**The exercise**
Copy the data below line for line without any change, omitting the pictures from your copy.

[Start Excerpted records]

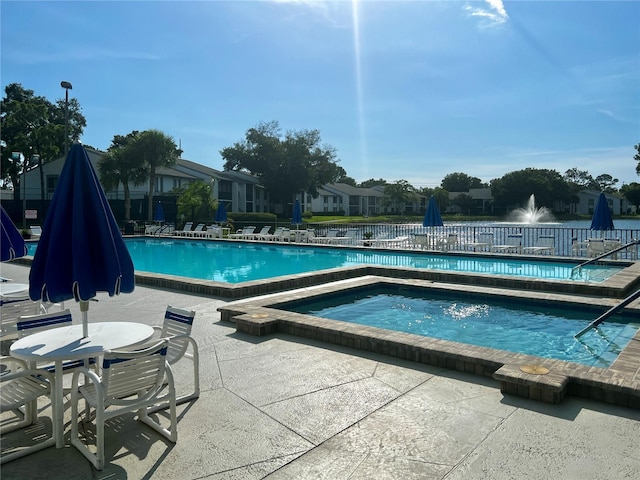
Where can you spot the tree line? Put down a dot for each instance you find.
(286, 163)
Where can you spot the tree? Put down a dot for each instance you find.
(121, 165)
(285, 165)
(373, 183)
(515, 188)
(154, 149)
(579, 180)
(465, 202)
(196, 202)
(33, 125)
(607, 183)
(398, 195)
(631, 192)
(460, 182)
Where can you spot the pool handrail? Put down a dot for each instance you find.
(608, 313)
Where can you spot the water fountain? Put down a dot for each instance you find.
(531, 214)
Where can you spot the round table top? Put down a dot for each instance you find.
(66, 343)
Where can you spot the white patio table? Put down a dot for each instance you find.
(66, 343)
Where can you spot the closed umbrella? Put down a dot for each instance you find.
(296, 217)
(12, 244)
(158, 214)
(602, 219)
(221, 213)
(81, 251)
(432, 216)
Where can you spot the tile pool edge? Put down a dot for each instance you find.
(619, 384)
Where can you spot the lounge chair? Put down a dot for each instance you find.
(544, 244)
(263, 234)
(199, 231)
(512, 244)
(332, 234)
(240, 233)
(448, 242)
(131, 382)
(484, 241)
(177, 327)
(21, 387)
(185, 230)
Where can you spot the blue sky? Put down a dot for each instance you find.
(403, 90)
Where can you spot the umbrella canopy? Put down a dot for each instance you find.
(296, 217)
(602, 219)
(11, 241)
(81, 251)
(221, 213)
(432, 216)
(158, 214)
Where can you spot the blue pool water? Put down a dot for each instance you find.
(537, 330)
(237, 262)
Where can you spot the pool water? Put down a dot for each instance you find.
(539, 330)
(237, 262)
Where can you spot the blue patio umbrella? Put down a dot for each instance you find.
(11, 242)
(81, 251)
(221, 213)
(296, 217)
(432, 216)
(158, 214)
(602, 219)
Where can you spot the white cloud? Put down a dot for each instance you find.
(495, 14)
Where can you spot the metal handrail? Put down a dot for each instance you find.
(608, 313)
(606, 254)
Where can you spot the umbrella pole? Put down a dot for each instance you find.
(84, 308)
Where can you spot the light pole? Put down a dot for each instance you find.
(67, 86)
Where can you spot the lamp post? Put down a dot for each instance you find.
(67, 86)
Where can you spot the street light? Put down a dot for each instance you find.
(67, 86)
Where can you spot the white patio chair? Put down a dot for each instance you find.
(544, 244)
(131, 381)
(483, 241)
(21, 387)
(185, 230)
(36, 232)
(513, 243)
(177, 327)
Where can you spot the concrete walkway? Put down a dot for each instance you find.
(285, 408)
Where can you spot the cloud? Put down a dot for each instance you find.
(495, 14)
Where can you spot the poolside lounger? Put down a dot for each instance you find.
(241, 232)
(484, 241)
(513, 244)
(199, 231)
(544, 244)
(186, 229)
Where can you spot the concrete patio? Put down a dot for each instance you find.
(281, 407)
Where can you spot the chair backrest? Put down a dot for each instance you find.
(30, 324)
(514, 239)
(177, 321)
(10, 313)
(546, 241)
(485, 237)
(138, 373)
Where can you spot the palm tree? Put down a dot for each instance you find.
(120, 164)
(155, 149)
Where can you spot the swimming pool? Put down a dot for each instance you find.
(238, 262)
(538, 329)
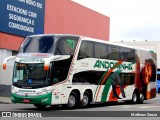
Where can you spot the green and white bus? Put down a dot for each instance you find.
(72, 70)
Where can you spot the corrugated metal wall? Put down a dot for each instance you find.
(64, 16)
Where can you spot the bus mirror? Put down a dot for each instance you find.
(6, 60)
(4, 66)
(46, 67)
(81, 57)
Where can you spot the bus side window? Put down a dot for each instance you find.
(113, 52)
(86, 50)
(101, 50)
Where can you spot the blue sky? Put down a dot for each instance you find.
(129, 19)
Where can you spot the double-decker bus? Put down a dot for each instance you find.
(72, 70)
(158, 81)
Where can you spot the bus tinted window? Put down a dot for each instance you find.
(86, 50)
(66, 46)
(101, 50)
(113, 52)
(39, 44)
(127, 54)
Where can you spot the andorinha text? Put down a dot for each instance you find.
(109, 65)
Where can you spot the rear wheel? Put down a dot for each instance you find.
(72, 100)
(85, 100)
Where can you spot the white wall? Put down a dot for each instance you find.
(147, 45)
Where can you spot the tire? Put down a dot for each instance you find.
(141, 98)
(40, 106)
(158, 90)
(85, 100)
(72, 101)
(135, 98)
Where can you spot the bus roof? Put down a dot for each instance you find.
(95, 40)
(117, 44)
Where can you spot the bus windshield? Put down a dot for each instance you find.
(30, 76)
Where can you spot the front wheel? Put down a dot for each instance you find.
(72, 100)
(158, 90)
(40, 106)
(85, 100)
(141, 98)
(135, 98)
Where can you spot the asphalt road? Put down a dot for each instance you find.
(117, 110)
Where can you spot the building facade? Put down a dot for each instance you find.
(26, 17)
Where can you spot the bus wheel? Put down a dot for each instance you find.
(158, 90)
(135, 98)
(72, 100)
(85, 100)
(141, 98)
(40, 106)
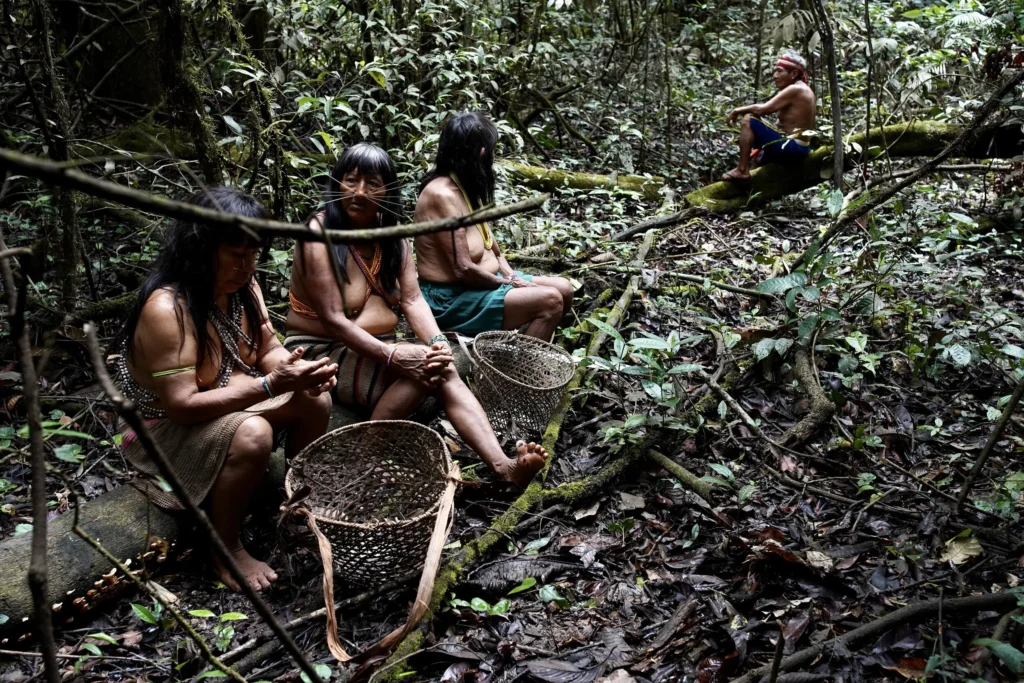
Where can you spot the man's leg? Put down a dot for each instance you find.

[End Excerpted records]

**Exercise response**
Where can you spot the tree line? Put down a dot for each instance you find.
(286, 163)
Where can you spot the tree? Put down a dot for each instance you find.
(121, 165)
(285, 165)
(373, 183)
(515, 188)
(154, 149)
(579, 180)
(465, 202)
(196, 202)
(33, 125)
(607, 183)
(398, 195)
(631, 192)
(460, 182)
Where can you spot the pool handrail? Put down a dot for each instance you find.
(608, 313)
Where can you spot the water fountain? Put down a dot for each instance you find.
(531, 214)
Where can you spot the round table top? Put down a dot for each instance you find.
(66, 343)
Where can you spot the white patio table? Put down a dot for each instance you find.
(66, 343)
Where can you spot the closed umbrella? Put down a dot for each instance you find.
(296, 217)
(12, 244)
(158, 214)
(602, 219)
(221, 213)
(81, 251)
(432, 216)
Where can you spot the tile pool edge? Put down a dot for each instance you find.
(619, 384)
Where can you spot the lounge chair? Put down a dot for each instance you find.
(544, 244)
(263, 234)
(199, 231)
(512, 244)
(332, 234)
(240, 233)
(448, 242)
(131, 382)
(484, 241)
(177, 327)
(21, 387)
(185, 230)
Where can you spot the blue sky? Put down a dot for each instance you find.
(403, 90)
Where can you spot the umbrella canopy? Put down a dot for each instance you find.
(296, 217)
(602, 219)
(11, 241)
(81, 251)
(221, 213)
(432, 216)
(158, 214)
Where can you spot the blue pool water? Put down a dot for each instance you find.
(537, 330)
(237, 262)
Where can you spot the pool water? Put down a dot for each instance you find.
(539, 330)
(237, 262)
Where can you spot the blue patio umbrella? Put down a dot for each instance you find.
(11, 242)
(81, 251)
(221, 213)
(296, 217)
(432, 216)
(158, 214)
(602, 219)
Where can you spot the white cloud? Put down a dot for each instance you find.
(495, 14)
Where can you spot the metal handrail? Put down a dot for each instance you find.
(608, 313)
(606, 254)
Where can you spot the umbrella pole? Put down a dot for each instance you find.
(84, 308)
Where can you spot the light pole? Put down a dot for each instance you find.
(67, 86)
Where can you spot the lamp post? Put down a dot for each instance you find.
(67, 86)
Where can you spot the street light? Put down a dot for each instance you find.
(67, 86)
Where can you spot the white patio chair? Put down a dot for each instance you find.
(544, 244)
(131, 381)
(483, 241)
(21, 387)
(185, 230)
(36, 232)
(513, 243)
(177, 327)
Where can you spot the concrete walkway? Put down a dot for each instance you find.
(285, 408)
Where can you spot the cloud? Put down a dot for each instance you find.
(495, 14)
Where can you spot the poolside lounger? Put down a dot for each instance you find.
(241, 232)
(484, 241)
(513, 244)
(199, 231)
(544, 244)
(186, 229)
Where can you spot the concrete patio? Put down a dot for each instance you find.
(281, 407)
Where can you spot the chair backrest? Put down a dot for each instance you find.
(30, 324)
(514, 239)
(177, 321)
(10, 313)
(546, 241)
(485, 237)
(138, 373)
Where can you spot the palm tree? Put down a dot for each instance you find.
(120, 164)
(155, 149)
Where can you spot the swimming pool? Put down a dot for each instance you find.
(238, 262)
(538, 329)
Where can you spot the green and white bus? Put down a dot for each instance you find.
(72, 70)
Where can you spot the corrugated metal wall? Put down a dot for each instance you find.
(64, 16)
Where can you spot the bus mirror? Put down a dot for each instance you find.
(6, 60)
(4, 66)
(46, 67)
(81, 57)
Where can you spot the bus side window? Put down a dot for each instance you find.
(113, 52)
(86, 50)
(101, 50)
Where can you spot the blue sky? Put down a dot for each instance you find.
(129, 19)
Where can you spot the double-decker bus? Put down a dot for each instance you find.
(72, 70)
(158, 81)
Where can you spot the bus tinted window? Put down a dot for each instance you find.
(86, 50)
(66, 46)
(101, 50)
(113, 52)
(39, 44)
(127, 54)
Where can you spot the andorinha text? Put down a dot for each instance you find.
(109, 65)
Where can you spot the rear wheel? Put down a dot for each instance you find.
(72, 100)
(85, 100)
Where can you spot the white wall? Put down a dot for each instance you find.
(147, 45)
Where can you spot the tire? Put down a dot for each instance you find.
(141, 98)
(40, 106)
(158, 90)
(85, 100)
(72, 101)
(135, 98)
Where can you spot the bus roof? Put down a dot for each instance you find.
(95, 40)
(117, 44)
Where can you spot the bus windshield? Put down a dot for each instance you find.
(30, 76)
Where can you spot the front wheel? Put down a dot for each instance you find.
(72, 100)
(158, 90)
(40, 106)
(85, 100)
(141, 98)
(135, 98)
Where can you spot the asphalt road? Put down a dot for each instance you find.
(117, 110)
Where can you spot the building facade? Put down a dot for each instance you find.
(26, 17)
Where can you spot the bus wheel? Put down a dot for each instance you find.
(158, 90)
(135, 98)
(72, 100)
(85, 100)
(141, 98)
(40, 106)
Where can you spot the man's leg? Put down a dot for each instance you find.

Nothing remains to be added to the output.